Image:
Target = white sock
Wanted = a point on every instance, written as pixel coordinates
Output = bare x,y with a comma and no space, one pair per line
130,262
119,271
####################
* **REQUIREMENT**: Copy these records line for line, without changing anything.

* **TASK RESPONSE**:
Image:
Target = white sock
Wanted = a point on every instance, written as pixel coordinates
Output = bare x,y with a comma and no space, one pair per line
130,262
119,271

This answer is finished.